Stéphan Nabab

Personal information
- Full name: Jean Stéphan Nabab
- Date of birth: 29 February 1992 (age 33)
- Place of birth: Surinam, Mauritius
- Height: 1.84 m (6 ft 0 in)
- Position(s): Midfielder

Team information
- Current team: Savanne

Senior career*
- Years: Team / Apps / (Gls)
- 2010: CTN François Blaquart
- 2011–2012: Savanne
- 2012–2013: Cercle de Joachim
- 2013–2015: Curepipe Starlight
- 2015–2017: Savanne
- 2017–2018: Port-Louis 2000
- 2018–: Savanne

International career^{‡}
- 2011–: Mauritius / 15 / (1)

= Stéphan Nabab =

Mauritian footballer

Jean Stéphan Nabab (born 29 February 1992) is a Mauritian professional footballer who plays as a midfielder for Mauritian Premier League club Savanne and the Mauritius national team.

▸ **ITEMS**
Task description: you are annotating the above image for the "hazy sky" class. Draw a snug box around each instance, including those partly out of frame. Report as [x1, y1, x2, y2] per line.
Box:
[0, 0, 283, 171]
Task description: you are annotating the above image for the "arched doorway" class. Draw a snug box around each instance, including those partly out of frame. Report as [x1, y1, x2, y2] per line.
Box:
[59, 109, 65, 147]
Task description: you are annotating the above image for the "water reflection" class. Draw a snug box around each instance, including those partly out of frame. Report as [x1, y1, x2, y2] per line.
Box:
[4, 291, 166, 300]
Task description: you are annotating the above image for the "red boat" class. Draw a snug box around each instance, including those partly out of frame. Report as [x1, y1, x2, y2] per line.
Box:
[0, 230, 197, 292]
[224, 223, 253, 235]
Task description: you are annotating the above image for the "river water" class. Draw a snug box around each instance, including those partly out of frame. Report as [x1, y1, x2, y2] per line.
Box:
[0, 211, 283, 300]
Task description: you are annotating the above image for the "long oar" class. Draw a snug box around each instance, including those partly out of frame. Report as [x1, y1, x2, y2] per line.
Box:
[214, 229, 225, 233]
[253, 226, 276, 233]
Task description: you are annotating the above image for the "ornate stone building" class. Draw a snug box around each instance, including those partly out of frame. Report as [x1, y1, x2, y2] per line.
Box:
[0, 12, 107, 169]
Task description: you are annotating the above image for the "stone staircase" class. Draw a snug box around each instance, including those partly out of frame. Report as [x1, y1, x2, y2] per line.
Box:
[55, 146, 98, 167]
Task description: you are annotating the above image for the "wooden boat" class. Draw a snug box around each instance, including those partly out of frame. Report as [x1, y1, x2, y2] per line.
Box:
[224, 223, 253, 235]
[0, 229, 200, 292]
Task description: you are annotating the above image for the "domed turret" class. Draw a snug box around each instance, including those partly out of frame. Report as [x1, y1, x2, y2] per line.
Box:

▸ **STATED GOAL**
Copy out the Stéphan Nabab profile in full, word for word. Rely only on the Stéphan Nabab profile, not the data.

▸ **TASK SOLUTION**
Stéphan Nabab

Personal information
- Full name: Jean Stéphan Nabab
- Date of birth: 29 February 1992 (age 33)
- Place of birth: Surinam, Mauritius
- Height: 1.84 m (6 ft 0 in)
- Position(s): Midfielder

Team information
- Current team: Savanne

Senior career*
- Years: Team / Apps / (Gls)
- 2010: CTN François Blaquart
- 2011–2012: Savanne
- 2012–2013: Cercle de Joachim
- 2013–2015: Curepipe Starlight
- 2015–2017: Savanne
- 2017–2018: Port-Louis 2000
- 2018–: Savanne

International career^{‡}
- 2011–: Mauritius / 15 / (1)

= Stéphan Nabab =

Mauritian footballer

Jean Stéphan Nabab (born 29 February 1992) is a Mauritian professional footballer who plays as a midfielder for Mauritian Premier League club Savanne and the Mauritius national team.